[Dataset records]
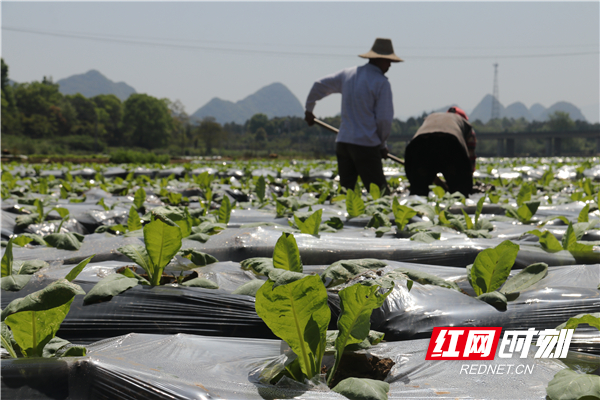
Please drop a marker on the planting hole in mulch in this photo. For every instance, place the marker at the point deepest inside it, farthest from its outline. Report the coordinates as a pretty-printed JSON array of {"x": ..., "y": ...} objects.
[
  {"x": 165, "y": 279},
  {"x": 355, "y": 365}
]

→ TASK REQUIREMENTS: Count the rows above that contain the string "farthest", and reply with that number alone.

→ THE RESULT: 1